*TO DO*
Turn the records into a Markdown table with the columns Row and Line, starting with the line that contains "Tag every instance of the thin" and going on through the line that contains "x=643 y=361". Put one line per row with its number, and leave out any blank lines.

[Items from a data source]
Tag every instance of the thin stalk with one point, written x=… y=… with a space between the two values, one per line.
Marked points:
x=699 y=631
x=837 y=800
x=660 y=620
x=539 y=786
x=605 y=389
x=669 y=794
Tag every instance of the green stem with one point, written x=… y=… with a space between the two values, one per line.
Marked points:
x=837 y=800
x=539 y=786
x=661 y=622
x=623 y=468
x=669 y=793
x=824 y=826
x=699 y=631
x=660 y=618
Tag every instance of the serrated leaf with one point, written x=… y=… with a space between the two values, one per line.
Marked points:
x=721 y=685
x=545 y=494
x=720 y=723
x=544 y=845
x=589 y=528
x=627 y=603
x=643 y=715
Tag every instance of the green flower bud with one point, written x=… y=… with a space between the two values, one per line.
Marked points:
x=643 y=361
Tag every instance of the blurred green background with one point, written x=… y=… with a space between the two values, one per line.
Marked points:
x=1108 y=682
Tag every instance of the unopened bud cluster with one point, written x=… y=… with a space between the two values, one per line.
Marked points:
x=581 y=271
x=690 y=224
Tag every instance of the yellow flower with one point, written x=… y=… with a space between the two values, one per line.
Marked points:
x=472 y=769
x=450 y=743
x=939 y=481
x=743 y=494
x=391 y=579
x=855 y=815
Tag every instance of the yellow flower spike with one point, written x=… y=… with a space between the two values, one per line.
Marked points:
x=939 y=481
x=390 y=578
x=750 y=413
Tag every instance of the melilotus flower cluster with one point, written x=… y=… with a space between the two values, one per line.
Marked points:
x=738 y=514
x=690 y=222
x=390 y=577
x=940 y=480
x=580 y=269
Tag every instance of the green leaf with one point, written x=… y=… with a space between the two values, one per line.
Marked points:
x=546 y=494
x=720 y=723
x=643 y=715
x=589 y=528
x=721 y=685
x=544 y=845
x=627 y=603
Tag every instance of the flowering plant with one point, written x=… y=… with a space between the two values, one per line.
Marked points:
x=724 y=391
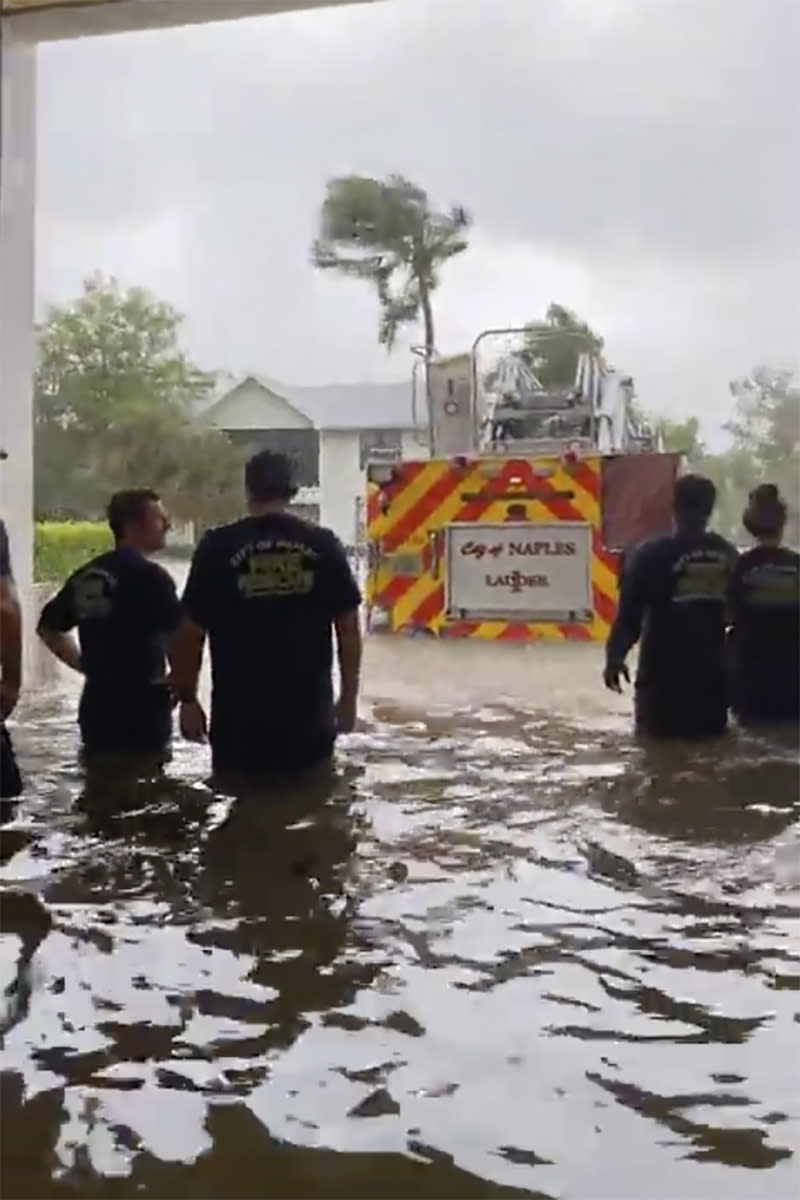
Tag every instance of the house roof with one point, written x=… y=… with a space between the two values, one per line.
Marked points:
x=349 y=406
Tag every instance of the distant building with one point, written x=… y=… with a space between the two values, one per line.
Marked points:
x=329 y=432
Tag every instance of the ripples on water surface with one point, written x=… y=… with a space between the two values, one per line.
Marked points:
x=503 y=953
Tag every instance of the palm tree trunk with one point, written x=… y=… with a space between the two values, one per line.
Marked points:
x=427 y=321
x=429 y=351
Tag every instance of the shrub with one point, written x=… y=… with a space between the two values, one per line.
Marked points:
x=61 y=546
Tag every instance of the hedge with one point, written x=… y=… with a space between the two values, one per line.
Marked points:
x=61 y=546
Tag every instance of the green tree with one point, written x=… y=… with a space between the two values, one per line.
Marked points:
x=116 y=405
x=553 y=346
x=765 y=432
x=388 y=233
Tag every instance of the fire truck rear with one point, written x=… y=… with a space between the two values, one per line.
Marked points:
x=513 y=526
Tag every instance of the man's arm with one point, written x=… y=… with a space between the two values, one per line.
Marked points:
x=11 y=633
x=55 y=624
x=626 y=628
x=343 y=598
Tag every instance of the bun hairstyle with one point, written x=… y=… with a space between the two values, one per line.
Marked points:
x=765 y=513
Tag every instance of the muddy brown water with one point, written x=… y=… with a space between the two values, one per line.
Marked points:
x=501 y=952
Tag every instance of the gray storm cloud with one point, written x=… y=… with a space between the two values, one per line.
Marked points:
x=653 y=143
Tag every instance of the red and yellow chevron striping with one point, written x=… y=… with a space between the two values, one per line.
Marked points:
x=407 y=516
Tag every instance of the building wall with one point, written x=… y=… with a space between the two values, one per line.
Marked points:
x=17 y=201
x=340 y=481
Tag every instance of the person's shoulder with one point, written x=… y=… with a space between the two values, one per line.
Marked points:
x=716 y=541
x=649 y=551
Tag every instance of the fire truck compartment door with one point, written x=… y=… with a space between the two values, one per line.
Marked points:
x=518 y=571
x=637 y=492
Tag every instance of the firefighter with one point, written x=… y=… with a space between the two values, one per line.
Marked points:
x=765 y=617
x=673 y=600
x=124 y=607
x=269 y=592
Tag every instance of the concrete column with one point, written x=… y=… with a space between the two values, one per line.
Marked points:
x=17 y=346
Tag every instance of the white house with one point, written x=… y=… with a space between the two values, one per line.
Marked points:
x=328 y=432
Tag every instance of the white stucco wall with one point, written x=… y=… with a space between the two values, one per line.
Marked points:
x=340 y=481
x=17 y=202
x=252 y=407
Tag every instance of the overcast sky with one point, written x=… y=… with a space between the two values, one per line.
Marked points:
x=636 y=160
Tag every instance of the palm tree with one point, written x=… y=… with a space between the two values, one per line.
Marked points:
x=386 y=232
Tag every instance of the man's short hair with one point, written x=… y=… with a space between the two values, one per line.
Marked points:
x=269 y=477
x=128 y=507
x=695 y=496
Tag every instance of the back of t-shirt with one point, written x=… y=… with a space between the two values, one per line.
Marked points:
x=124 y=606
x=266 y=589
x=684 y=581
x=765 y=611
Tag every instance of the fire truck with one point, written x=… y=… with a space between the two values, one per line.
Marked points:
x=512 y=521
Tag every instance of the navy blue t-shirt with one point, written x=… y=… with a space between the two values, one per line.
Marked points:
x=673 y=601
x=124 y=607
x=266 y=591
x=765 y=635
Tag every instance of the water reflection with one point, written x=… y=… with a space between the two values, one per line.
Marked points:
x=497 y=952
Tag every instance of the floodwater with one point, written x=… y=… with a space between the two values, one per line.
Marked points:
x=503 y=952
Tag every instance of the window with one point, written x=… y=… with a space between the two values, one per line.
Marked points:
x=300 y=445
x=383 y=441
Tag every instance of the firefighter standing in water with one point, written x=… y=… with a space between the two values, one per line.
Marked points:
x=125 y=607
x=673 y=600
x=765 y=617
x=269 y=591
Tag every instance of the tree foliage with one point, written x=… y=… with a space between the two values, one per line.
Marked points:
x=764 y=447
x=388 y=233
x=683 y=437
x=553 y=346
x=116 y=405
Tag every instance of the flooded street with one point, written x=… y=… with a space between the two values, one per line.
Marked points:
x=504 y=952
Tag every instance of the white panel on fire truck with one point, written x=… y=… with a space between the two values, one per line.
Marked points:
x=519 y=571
==
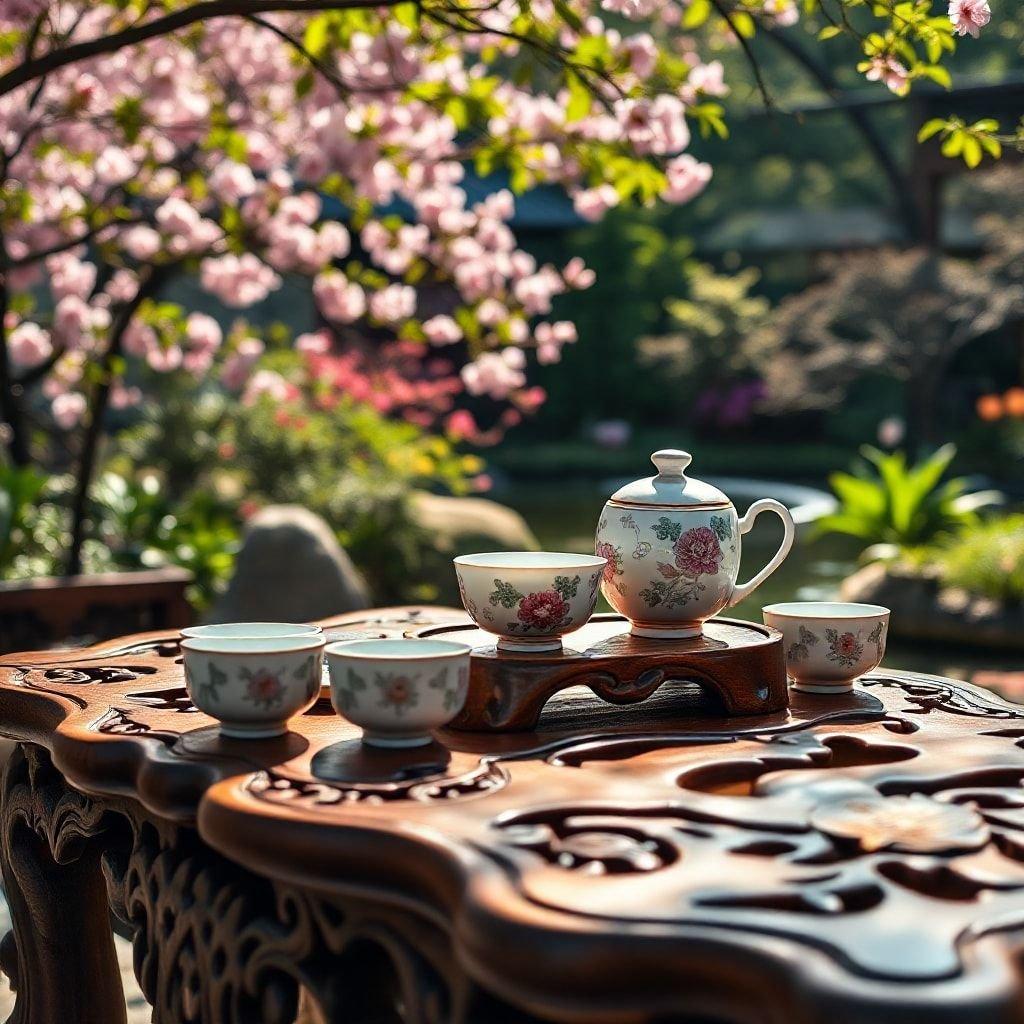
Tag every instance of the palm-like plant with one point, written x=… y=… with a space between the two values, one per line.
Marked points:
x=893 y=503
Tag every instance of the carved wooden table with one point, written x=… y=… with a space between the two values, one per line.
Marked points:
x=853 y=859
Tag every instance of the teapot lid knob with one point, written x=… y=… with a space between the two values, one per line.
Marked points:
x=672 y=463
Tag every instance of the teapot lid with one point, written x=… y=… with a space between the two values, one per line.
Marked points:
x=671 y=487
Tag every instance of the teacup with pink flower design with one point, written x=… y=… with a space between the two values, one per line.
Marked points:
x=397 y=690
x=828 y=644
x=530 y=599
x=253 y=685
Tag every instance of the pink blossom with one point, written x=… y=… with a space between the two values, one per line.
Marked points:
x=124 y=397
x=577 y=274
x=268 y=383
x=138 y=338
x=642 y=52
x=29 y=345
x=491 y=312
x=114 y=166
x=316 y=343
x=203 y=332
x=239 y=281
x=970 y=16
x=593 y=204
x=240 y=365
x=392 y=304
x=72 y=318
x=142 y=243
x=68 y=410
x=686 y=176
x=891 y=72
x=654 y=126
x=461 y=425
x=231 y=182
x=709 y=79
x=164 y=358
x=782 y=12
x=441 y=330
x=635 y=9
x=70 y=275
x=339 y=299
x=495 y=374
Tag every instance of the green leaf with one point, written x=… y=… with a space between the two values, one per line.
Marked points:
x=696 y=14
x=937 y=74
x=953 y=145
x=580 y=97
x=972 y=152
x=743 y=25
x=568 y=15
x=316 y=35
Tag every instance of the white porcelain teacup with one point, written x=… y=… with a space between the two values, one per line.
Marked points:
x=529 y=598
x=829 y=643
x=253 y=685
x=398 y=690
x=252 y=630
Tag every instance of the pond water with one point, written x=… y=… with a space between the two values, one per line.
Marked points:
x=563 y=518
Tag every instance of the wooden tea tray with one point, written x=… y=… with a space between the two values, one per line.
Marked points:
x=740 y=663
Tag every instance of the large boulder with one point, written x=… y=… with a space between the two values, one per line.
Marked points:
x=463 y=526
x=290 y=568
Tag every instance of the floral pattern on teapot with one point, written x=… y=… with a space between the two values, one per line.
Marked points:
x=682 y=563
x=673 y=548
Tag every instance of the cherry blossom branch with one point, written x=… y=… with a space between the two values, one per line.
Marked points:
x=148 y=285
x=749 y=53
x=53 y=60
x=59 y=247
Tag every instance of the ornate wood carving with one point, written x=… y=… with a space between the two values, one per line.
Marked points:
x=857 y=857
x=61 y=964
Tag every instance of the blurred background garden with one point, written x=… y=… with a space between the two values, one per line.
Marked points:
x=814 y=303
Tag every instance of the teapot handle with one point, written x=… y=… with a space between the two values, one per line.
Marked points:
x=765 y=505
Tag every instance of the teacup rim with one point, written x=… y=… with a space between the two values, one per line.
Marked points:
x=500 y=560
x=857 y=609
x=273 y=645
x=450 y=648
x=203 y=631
---
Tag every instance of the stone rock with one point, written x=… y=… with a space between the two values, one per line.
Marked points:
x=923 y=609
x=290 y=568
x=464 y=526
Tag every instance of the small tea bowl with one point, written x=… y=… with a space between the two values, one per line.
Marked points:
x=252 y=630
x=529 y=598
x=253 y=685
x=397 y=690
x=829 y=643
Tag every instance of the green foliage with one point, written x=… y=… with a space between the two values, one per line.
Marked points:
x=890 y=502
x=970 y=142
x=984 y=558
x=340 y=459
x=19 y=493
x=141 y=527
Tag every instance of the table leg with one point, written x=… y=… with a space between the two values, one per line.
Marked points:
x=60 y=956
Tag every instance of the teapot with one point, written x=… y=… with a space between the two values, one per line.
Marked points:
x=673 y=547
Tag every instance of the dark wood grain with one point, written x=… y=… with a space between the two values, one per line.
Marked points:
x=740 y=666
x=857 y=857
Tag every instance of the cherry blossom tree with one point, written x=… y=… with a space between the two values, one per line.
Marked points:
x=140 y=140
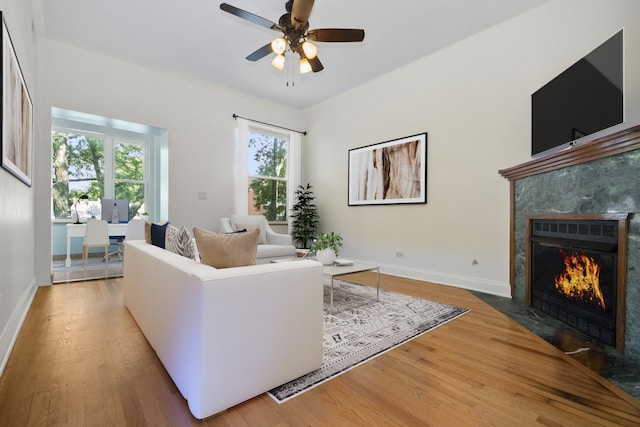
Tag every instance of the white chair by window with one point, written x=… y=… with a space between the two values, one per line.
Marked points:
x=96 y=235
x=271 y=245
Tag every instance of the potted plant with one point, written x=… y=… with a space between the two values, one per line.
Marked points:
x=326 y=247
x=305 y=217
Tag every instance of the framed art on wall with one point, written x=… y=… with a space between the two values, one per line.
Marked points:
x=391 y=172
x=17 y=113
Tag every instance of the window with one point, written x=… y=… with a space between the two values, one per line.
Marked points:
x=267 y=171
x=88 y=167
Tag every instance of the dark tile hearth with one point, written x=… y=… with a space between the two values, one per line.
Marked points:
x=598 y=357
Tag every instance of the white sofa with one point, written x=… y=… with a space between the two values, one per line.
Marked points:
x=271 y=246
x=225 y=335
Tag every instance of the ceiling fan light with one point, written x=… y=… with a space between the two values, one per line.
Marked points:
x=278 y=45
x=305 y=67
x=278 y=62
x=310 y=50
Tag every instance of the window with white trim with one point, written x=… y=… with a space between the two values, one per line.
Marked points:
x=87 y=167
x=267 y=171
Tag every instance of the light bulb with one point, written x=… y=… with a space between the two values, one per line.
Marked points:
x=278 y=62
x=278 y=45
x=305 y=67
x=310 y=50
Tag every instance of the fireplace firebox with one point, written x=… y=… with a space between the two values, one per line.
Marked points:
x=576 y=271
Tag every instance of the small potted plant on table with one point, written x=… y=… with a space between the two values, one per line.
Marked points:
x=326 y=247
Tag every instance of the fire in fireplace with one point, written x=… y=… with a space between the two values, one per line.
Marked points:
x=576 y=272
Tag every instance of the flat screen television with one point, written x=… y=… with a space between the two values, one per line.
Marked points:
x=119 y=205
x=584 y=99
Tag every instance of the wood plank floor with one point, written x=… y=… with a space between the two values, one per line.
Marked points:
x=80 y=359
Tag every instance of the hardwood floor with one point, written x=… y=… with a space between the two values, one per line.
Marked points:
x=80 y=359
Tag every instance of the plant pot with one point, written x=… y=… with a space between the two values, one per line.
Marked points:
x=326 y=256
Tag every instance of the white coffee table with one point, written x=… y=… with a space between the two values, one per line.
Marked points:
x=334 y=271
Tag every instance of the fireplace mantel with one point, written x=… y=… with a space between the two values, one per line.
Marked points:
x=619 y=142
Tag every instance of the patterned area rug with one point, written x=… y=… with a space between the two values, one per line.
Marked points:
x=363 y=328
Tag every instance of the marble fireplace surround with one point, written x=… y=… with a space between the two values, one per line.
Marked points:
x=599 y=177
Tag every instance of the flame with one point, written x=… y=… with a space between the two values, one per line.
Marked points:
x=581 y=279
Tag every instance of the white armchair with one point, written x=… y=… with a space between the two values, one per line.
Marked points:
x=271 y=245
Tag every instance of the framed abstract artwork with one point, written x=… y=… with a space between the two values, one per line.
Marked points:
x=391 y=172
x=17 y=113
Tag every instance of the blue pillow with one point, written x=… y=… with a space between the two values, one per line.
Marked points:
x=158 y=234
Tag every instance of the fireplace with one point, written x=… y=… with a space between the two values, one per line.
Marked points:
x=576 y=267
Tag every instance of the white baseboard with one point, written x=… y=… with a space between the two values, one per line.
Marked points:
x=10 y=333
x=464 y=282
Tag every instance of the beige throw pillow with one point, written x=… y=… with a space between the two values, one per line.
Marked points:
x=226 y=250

*EXERCISE OUTPUT*
| Row | Line |
|---|---|
| 1 | Tag every instance of the thin stalk with one point, written x=… y=… with a space between the two values, one per line. |
| 2 | Marked points: |
| 3 | x=699 y=631 |
| 4 | x=837 y=800 |
| 5 | x=660 y=620 |
| 6 | x=539 y=786 |
| 7 | x=605 y=389 |
| 8 | x=669 y=794 |
| 9 | Tag every instance of the green stem with one point, written x=… y=… with a space between the two values, one per line. |
| 10 | Marked points: |
| 11 | x=837 y=800 |
| 12 | x=539 y=786 |
| 13 | x=661 y=622 |
| 14 | x=623 y=468 |
| 15 | x=669 y=793 |
| 16 | x=824 y=826 |
| 17 | x=699 y=631 |
| 18 | x=660 y=618 |
| 19 | Tag every instance of the serrated leaf with one point, written x=… y=… with a space between the two values, one per line. |
| 20 | Marked points: |
| 21 | x=721 y=685 |
| 22 | x=545 y=494 |
| 23 | x=720 y=723 |
| 24 | x=544 y=845 |
| 25 | x=589 y=528 |
| 26 | x=627 y=603 |
| 27 | x=643 y=715 |
| 28 | Tag every instance of the green flower bud with one point, written x=… y=… with a space between the two values, one per line. |
| 29 | Marked points: |
| 30 | x=643 y=361 |